[What you have to do]
What is needed is every line of the data that includes the word "rock". Please copy each one.

─── Data to use ───

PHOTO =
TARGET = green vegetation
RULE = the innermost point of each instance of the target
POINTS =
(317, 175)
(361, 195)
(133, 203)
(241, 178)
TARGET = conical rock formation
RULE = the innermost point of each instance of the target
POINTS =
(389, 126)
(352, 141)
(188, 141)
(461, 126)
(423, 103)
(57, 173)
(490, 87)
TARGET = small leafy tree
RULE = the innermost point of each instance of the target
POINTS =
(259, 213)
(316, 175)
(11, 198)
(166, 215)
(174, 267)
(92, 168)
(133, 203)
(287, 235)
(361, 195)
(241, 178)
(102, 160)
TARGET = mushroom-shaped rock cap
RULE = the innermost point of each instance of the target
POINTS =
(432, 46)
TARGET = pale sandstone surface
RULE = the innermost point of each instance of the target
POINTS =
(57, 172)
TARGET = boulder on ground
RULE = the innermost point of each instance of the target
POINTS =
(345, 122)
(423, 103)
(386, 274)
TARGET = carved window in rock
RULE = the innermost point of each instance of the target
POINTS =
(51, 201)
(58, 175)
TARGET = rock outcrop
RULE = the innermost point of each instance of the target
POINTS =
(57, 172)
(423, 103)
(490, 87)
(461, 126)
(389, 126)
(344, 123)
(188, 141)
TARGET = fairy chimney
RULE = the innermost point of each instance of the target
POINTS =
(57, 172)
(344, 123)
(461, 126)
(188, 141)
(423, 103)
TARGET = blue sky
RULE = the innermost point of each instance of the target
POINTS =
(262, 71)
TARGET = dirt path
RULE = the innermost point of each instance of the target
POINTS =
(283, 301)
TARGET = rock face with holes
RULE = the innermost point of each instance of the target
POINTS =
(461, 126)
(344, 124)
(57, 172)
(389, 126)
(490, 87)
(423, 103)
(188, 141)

───

[Solution to this task]
TARGET = conical rock formation
TARGET = mushroom-shaped rock cap
TARGET = carved window in rock
TARGET = rock outcrop
TARGET = rock face with holes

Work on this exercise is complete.